======== Data for processing

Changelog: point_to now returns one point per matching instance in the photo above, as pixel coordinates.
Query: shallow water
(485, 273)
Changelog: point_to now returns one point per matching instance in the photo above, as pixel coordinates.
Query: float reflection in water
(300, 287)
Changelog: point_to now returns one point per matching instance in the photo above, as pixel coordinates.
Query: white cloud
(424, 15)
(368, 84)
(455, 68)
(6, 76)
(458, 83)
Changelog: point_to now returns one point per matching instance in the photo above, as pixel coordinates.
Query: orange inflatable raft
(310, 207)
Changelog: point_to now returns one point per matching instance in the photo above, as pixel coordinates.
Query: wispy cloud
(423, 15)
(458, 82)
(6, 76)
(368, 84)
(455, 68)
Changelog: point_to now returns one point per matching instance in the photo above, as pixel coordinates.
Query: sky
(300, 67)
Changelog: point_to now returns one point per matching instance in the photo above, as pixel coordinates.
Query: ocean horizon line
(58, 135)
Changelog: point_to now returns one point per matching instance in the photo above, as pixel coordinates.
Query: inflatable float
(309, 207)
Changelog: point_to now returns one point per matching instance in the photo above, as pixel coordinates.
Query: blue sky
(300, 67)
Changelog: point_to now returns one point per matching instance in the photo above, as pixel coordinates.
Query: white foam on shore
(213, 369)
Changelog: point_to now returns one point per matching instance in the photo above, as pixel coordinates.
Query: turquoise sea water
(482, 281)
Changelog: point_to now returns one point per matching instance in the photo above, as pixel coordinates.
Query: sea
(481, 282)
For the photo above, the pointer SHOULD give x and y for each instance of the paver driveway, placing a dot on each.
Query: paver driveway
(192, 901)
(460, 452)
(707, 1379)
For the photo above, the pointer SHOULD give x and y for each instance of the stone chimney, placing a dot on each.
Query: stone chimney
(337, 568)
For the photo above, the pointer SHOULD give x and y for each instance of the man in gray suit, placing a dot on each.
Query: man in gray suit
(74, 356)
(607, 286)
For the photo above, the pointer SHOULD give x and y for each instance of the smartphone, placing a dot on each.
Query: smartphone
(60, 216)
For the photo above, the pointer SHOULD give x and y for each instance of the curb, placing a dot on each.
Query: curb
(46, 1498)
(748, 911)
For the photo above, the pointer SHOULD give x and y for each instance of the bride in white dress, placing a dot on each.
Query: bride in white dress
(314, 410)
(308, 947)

================

Your objective:
Set out the material as a JSON list of strings, one string per line and with blank lines left out. Begin at its first line and go on through the line that contains "(707, 1379)", including both ends.

Result of the exercise:
[
  "Changelog: point_to now returns one point per matching instance in the photo above, as pixel coordinates.",
  "Query: shallow water",
  "(485, 273)",
  "Changelog: point_to now returns one point per matching instance in the photo above, as pixel coordinates.",
  "Query: float reflection in water",
  "(300, 287)",
  "Changelog: point_to now returns one point per matching instance in the photo above, as pixel coordinates.",
  "Query: white cloud",
  "(424, 15)",
  "(368, 84)",
  "(455, 68)",
  "(6, 76)",
  "(458, 83)",
  "Changelog: point_to now returns one point per matching instance in the photo above, as pixel coordinates.",
  "Query: orange inflatable raft",
  "(310, 207)",
  "Changelog: point_to now returns one point per matching instance in the photo above, as pixel coordinates.",
  "Query: wispy cloud",
  "(423, 15)",
  "(458, 82)",
  "(6, 76)",
  "(368, 84)",
  "(455, 68)",
  "Changelog: point_to now returns one point per matching instance in the photo above, as pixel coordinates.",
  "Query: sky",
  "(300, 67)",
  "Changelog: point_to now returns one point per matching instance in the photo above, as pixel coordinates.",
  "Query: ocean horizon line",
  "(58, 135)",
  "Changelog: point_to now returns one point per matching instance in the photo above, as pixel coordinates.",
  "Query: inflatable float",
  "(309, 207)",
  "Changelog: point_to now returns one point per matching instance in the photo above, as pixel coordinates.",
  "Query: blue sky",
  "(300, 67)",
  "Changelog: point_to now returns one point per matching instance in the photo above, as pixel coordinates.",
  "Query: white foam on shore",
  "(213, 369)",
  "Changelog: point_to now returns one point per matching instance in the photo above, as pixel coordinates.",
  "Query: turquoise sea water",
  "(482, 281)",
  "Changelog: point_to now returns one point per matching instance in the photo above, as pixel coordinates.",
  "Query: sea",
  "(481, 282)",
  "For the photo above, the pointer SHOULD give x and y for each instance of the paver driveway, placing a dot on each.",
  "Query: paver driveway",
  "(192, 901)",
  "(460, 452)",
  "(707, 1379)"
]